[Dataset entries]
———

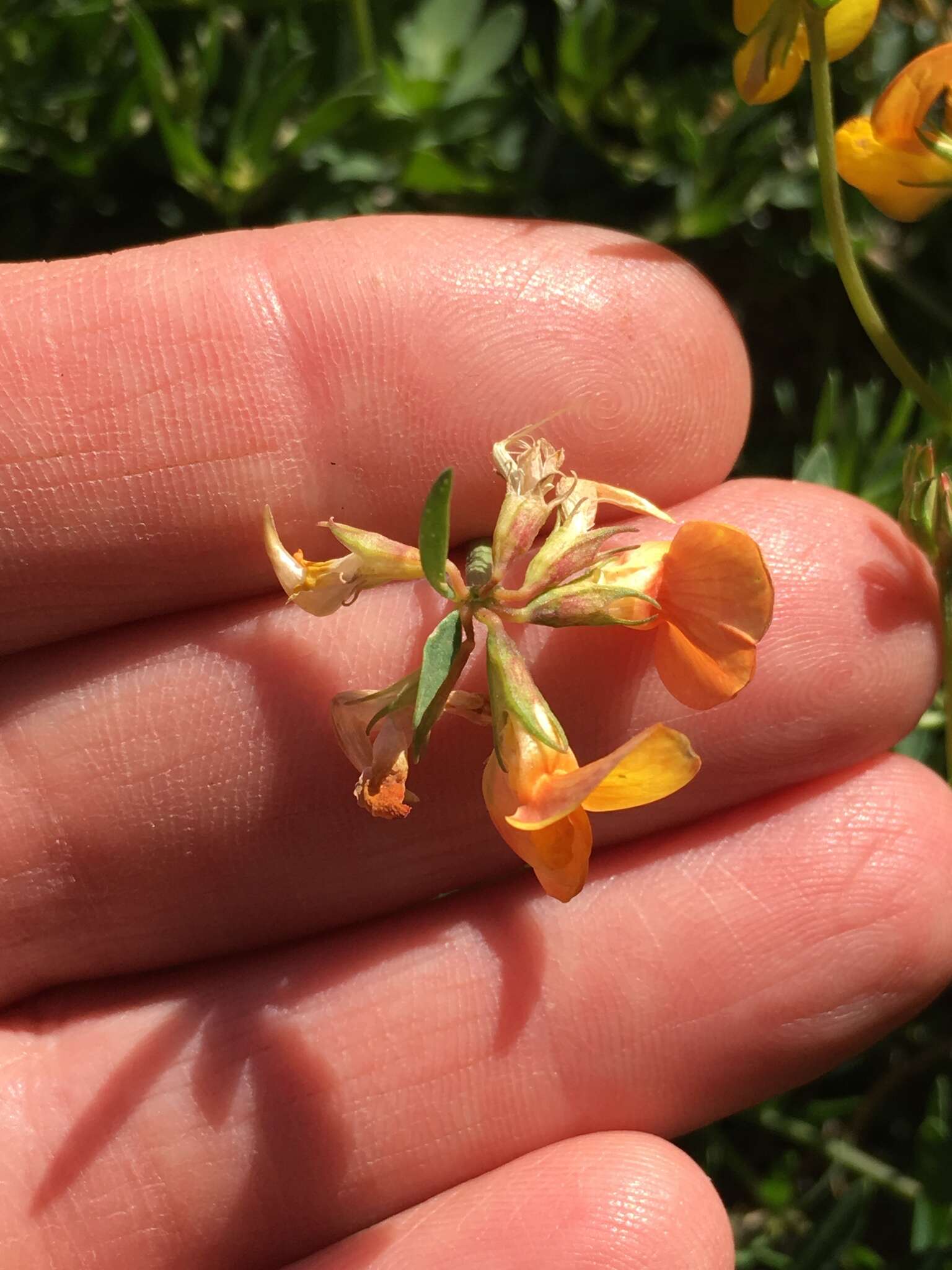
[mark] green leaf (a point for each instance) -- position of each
(490, 48)
(434, 534)
(190, 166)
(436, 31)
(819, 466)
(512, 690)
(431, 173)
(437, 678)
(828, 408)
(403, 695)
(837, 1231)
(330, 115)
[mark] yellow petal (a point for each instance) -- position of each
(848, 24)
(696, 678)
(759, 83)
(646, 768)
(559, 854)
(659, 765)
(749, 13)
(890, 177)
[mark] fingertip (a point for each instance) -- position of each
(602, 1202)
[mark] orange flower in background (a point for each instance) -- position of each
(539, 798)
(712, 603)
(892, 155)
(322, 587)
(771, 61)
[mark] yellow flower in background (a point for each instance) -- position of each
(892, 155)
(771, 61)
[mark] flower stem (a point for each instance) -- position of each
(945, 579)
(363, 32)
(862, 301)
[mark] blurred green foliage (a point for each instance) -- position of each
(133, 121)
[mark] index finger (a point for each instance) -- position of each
(150, 402)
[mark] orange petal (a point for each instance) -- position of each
(695, 677)
(906, 102)
(716, 588)
(559, 854)
(646, 768)
(759, 83)
(891, 177)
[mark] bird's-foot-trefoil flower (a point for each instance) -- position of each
(536, 793)
(901, 155)
(320, 587)
(771, 60)
(706, 595)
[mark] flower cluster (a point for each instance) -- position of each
(705, 596)
(899, 155)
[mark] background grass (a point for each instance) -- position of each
(140, 121)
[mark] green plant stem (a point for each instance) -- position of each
(863, 304)
(946, 597)
(363, 31)
(842, 1153)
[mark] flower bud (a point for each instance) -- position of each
(926, 512)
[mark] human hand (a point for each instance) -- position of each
(180, 1096)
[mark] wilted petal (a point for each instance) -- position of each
(646, 768)
(381, 789)
(318, 587)
(617, 497)
(351, 714)
(559, 854)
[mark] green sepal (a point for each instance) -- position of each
(443, 658)
(434, 534)
(583, 603)
(512, 690)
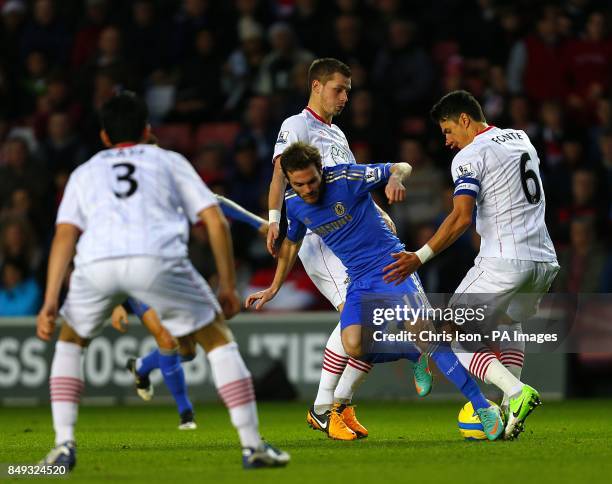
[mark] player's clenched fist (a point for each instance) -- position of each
(406, 263)
(45, 321)
(230, 302)
(271, 237)
(119, 319)
(395, 190)
(260, 297)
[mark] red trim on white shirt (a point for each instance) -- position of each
(126, 144)
(317, 116)
(484, 130)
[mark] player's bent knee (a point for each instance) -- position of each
(351, 340)
(187, 345)
(214, 335)
(165, 340)
(69, 335)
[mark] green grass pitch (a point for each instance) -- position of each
(409, 442)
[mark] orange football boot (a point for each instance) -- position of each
(350, 419)
(331, 423)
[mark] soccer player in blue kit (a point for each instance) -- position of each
(336, 204)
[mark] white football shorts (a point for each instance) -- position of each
(176, 291)
(324, 269)
(506, 286)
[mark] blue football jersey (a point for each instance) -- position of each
(346, 218)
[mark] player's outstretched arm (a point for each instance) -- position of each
(286, 258)
(275, 204)
(454, 225)
(62, 251)
(221, 244)
(119, 318)
(235, 211)
(395, 189)
(386, 219)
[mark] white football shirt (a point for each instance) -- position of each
(310, 128)
(500, 169)
(131, 201)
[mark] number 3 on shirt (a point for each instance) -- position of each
(530, 181)
(124, 174)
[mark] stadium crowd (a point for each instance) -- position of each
(219, 78)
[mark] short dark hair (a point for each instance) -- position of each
(124, 117)
(453, 104)
(323, 69)
(300, 156)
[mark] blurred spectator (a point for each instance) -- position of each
(257, 125)
(61, 150)
(160, 95)
(551, 134)
(198, 97)
(298, 94)
(247, 175)
(57, 97)
(605, 148)
(111, 58)
(44, 32)
(423, 202)
(276, 68)
(209, 163)
(9, 102)
(11, 29)
(20, 294)
(194, 16)
(22, 206)
(480, 16)
(601, 123)
(297, 293)
(19, 170)
(402, 71)
(18, 242)
(88, 33)
(520, 116)
(587, 65)
(34, 80)
(495, 97)
(443, 273)
(306, 20)
(367, 125)
(535, 63)
(146, 38)
(556, 85)
(584, 203)
(558, 180)
(349, 43)
(241, 70)
(582, 263)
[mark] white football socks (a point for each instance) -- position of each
(235, 387)
(354, 375)
(66, 385)
(334, 363)
(512, 352)
(485, 365)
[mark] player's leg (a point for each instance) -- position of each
(167, 358)
(235, 387)
(84, 312)
(523, 307)
(186, 305)
(392, 350)
(329, 276)
(324, 415)
(66, 383)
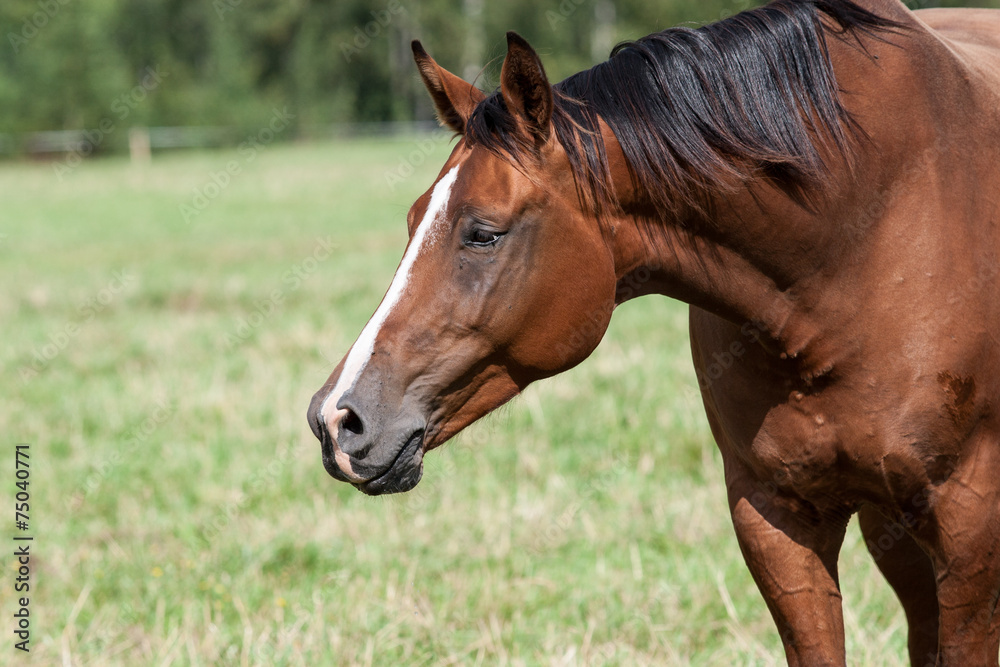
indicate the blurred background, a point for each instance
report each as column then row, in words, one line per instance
column 226, row 64
column 202, row 204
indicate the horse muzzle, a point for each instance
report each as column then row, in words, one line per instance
column 376, row 456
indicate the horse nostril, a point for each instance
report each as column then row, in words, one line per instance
column 351, row 422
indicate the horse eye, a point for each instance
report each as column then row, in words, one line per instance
column 483, row 237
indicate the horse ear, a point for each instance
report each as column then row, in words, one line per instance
column 453, row 98
column 525, row 88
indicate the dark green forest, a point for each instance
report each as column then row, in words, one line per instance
column 81, row 64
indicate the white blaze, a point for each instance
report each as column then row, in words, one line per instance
column 364, row 346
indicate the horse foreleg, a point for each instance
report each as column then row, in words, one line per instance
column 963, row 539
column 792, row 552
column 909, row 571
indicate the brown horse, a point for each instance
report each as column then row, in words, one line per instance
column 820, row 181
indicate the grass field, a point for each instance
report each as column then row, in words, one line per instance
column 160, row 369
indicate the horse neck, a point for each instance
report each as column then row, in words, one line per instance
column 759, row 256
column 750, row 262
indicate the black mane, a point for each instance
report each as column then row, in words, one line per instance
column 750, row 95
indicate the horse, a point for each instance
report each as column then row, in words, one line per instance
column 819, row 181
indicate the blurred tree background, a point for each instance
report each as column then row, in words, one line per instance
column 75, row 64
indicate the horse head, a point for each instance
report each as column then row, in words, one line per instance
column 506, row 279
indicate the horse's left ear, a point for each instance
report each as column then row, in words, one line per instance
column 525, row 88
column 454, row 98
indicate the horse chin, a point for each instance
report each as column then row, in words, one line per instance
column 404, row 473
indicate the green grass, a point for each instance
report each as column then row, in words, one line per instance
column 180, row 509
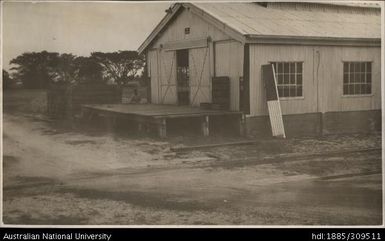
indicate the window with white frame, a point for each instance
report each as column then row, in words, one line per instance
column 289, row 77
column 357, row 78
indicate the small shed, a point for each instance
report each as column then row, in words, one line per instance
column 326, row 57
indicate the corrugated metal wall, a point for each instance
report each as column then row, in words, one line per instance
column 229, row 62
column 322, row 66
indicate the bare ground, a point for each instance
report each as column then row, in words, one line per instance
column 54, row 173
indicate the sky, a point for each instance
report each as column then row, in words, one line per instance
column 76, row 27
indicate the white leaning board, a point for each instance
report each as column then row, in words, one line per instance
column 276, row 120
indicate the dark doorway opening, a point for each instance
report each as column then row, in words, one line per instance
column 183, row 77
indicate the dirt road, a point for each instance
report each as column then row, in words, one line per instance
column 60, row 173
column 53, row 177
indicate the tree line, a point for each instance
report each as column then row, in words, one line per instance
column 36, row 70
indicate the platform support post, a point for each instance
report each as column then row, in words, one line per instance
column 205, row 126
column 162, row 128
column 242, row 125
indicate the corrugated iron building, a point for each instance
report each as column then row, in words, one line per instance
column 327, row 59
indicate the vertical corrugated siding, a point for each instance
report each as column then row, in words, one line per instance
column 199, row 60
column 229, row 62
column 324, row 67
column 199, row 29
column 199, row 64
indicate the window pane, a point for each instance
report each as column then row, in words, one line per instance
column 299, row 91
column 363, row 89
column 346, row 67
column 299, row 67
column 363, row 67
column 280, row 91
column 292, row 90
column 368, row 78
column 362, row 77
column 350, row 89
column 346, row 78
column 299, row 79
column 368, row 89
column 280, row 67
column 369, row 67
column 352, row 77
column 357, row 77
column 292, row 78
column 292, row 67
column 286, row 68
column 357, row 67
column 346, row 89
column 286, row 78
column 280, row 79
column 357, row 89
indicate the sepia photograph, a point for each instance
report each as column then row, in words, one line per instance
column 192, row 113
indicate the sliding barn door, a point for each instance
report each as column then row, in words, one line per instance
column 199, row 64
column 167, row 65
column 154, row 75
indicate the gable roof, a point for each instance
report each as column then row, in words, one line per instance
column 247, row 21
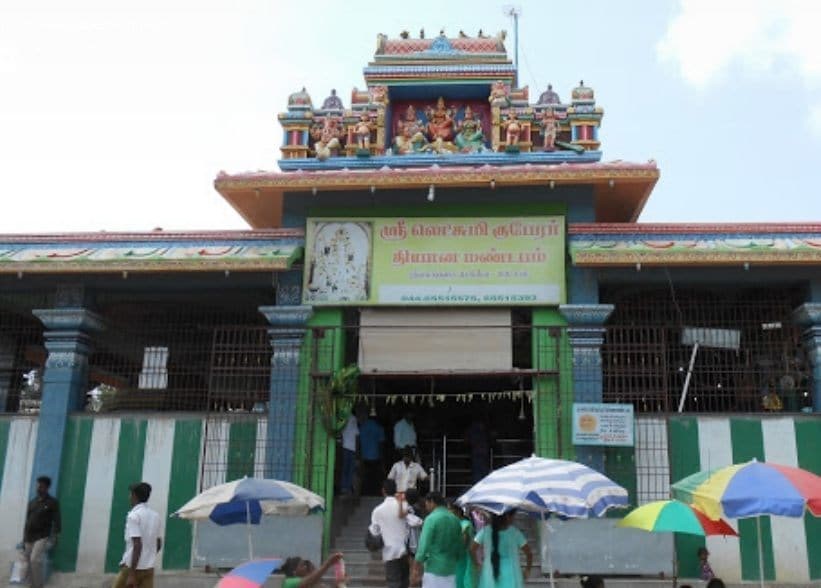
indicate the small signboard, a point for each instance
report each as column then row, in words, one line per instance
column 603, row 424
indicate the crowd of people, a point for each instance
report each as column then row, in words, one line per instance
column 440, row 545
column 364, row 442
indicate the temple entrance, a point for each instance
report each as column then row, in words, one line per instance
column 466, row 426
column 466, row 375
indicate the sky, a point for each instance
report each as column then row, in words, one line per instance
column 119, row 115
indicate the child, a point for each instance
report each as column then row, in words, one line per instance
column 706, row 571
column 413, row 520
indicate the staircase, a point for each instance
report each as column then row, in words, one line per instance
column 367, row 569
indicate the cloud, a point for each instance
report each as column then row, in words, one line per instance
column 760, row 37
column 707, row 37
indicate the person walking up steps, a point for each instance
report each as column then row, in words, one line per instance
column 388, row 520
column 441, row 546
column 142, row 541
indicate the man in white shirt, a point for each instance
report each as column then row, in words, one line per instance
column 404, row 433
column 406, row 472
column 388, row 520
column 142, row 541
column 349, row 435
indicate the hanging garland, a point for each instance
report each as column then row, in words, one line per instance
column 337, row 397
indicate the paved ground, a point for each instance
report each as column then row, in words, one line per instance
column 201, row 580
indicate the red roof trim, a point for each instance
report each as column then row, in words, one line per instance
column 689, row 228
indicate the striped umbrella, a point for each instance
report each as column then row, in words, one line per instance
column 246, row 500
column 252, row 574
column 752, row 489
column 672, row 516
column 542, row 486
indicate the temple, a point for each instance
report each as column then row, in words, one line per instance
column 440, row 243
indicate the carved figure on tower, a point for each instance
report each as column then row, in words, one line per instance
column 499, row 94
column 549, row 96
column 378, row 94
column 440, row 122
column 512, row 130
column 363, row 132
column 332, row 102
column 470, row 138
column 549, row 129
column 409, row 135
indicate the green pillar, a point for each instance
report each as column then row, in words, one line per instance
column 553, row 394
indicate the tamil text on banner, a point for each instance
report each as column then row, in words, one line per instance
column 435, row 261
column 602, row 424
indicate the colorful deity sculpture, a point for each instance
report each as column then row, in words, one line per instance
column 328, row 143
column 409, row 136
column 332, row 102
column 549, row 96
column 470, row 138
column 499, row 94
column 512, row 130
column 440, row 122
column 363, row 132
column 549, row 129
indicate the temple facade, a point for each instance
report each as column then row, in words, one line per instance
column 440, row 243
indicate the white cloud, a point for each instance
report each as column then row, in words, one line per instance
column 708, row 37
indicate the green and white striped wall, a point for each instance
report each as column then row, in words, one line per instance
column 103, row 456
column 792, row 547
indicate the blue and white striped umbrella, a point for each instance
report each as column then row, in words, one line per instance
column 540, row 486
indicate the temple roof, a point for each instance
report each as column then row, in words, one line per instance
column 155, row 251
column 620, row 188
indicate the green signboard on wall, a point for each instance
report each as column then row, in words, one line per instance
column 435, row 261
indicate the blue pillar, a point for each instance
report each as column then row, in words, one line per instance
column 286, row 333
column 808, row 315
column 585, row 331
column 64, row 382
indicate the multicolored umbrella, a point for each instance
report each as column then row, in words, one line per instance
column 246, row 500
column 673, row 516
column 542, row 486
column 752, row 489
column 252, row 574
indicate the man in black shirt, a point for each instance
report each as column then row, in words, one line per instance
column 41, row 531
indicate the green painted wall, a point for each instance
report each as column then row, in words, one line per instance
column 325, row 352
column 553, row 397
column 441, row 210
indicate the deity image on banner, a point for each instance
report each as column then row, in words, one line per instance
column 470, row 138
column 339, row 262
column 421, row 126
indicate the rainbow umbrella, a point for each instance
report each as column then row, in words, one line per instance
column 674, row 517
column 752, row 489
column 252, row 574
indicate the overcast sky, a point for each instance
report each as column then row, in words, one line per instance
column 118, row 115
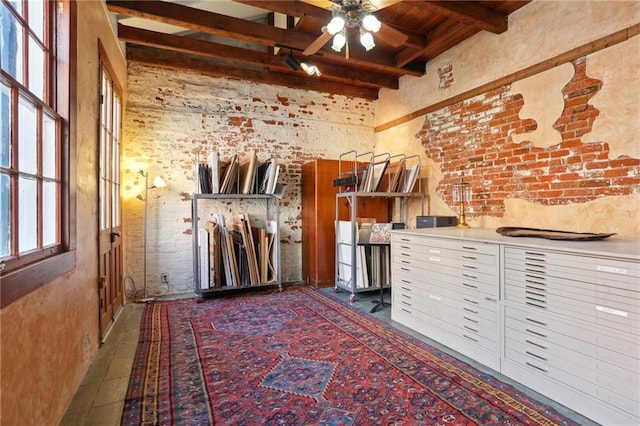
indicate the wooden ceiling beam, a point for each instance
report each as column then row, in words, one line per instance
column 189, row 45
column 221, row 25
column 173, row 61
column 468, row 12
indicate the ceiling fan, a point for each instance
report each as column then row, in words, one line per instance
column 355, row 15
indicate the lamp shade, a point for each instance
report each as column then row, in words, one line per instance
column 336, row 25
column 371, row 23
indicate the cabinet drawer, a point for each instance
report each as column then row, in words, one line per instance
column 536, row 366
column 621, row 350
column 574, row 362
column 445, row 243
column 616, row 316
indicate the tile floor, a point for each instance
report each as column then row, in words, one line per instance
column 100, row 397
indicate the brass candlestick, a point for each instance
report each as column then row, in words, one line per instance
column 462, row 195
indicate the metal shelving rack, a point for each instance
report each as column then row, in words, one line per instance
column 351, row 197
column 271, row 212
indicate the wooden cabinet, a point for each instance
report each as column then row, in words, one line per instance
column 318, row 218
column 561, row 317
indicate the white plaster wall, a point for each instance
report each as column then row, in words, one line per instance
column 619, row 99
column 539, row 31
column 172, row 117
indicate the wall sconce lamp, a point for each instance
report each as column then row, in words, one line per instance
column 158, row 182
column 306, row 66
column 462, row 195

———

▶ WHAT TO WORK ON
Above are the records; copy exactly the lines from the line with "indicate the tile" through the line with "indicate the wall", both included.

▶ EXERCISE RESULT
indicate the tile floor, a point for each instance
report each as column then row, in words, one line per instance
column 100, row 397
indicate the brass candlestick, a point for each instance
report each as column then row, in words, one line per instance
column 462, row 195
indicate the metal shelving rack, a point for each instance
report each as column then row, in words, one line per instance
column 351, row 197
column 271, row 212
indicate the wooden cabinet, a point for each instance
report each as column then row, in words, one line per instance
column 318, row 218
column 561, row 317
indicate the white plaster wall, a point for each instance
report each as column then row, in words, one line per instance
column 619, row 99
column 539, row 31
column 172, row 117
indicate the wall sconce lamp, a point for each instance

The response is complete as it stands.